An exact copy of each record is required.

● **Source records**

▬▬▬▬▬▬

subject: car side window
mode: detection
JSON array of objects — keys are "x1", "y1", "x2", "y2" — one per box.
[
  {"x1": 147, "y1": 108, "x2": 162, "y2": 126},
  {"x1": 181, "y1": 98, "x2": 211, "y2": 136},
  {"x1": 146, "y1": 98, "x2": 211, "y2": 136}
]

▬▬▬▬▬▬

● **SOLUTION BELOW**
subject: car side window
mode: detection
JSON array of objects — keys are "x1", "y1", "x2", "y2" — one per box.
[
  {"x1": 147, "y1": 108, "x2": 162, "y2": 126},
  {"x1": 181, "y1": 98, "x2": 211, "y2": 136},
  {"x1": 146, "y1": 98, "x2": 211, "y2": 136}
]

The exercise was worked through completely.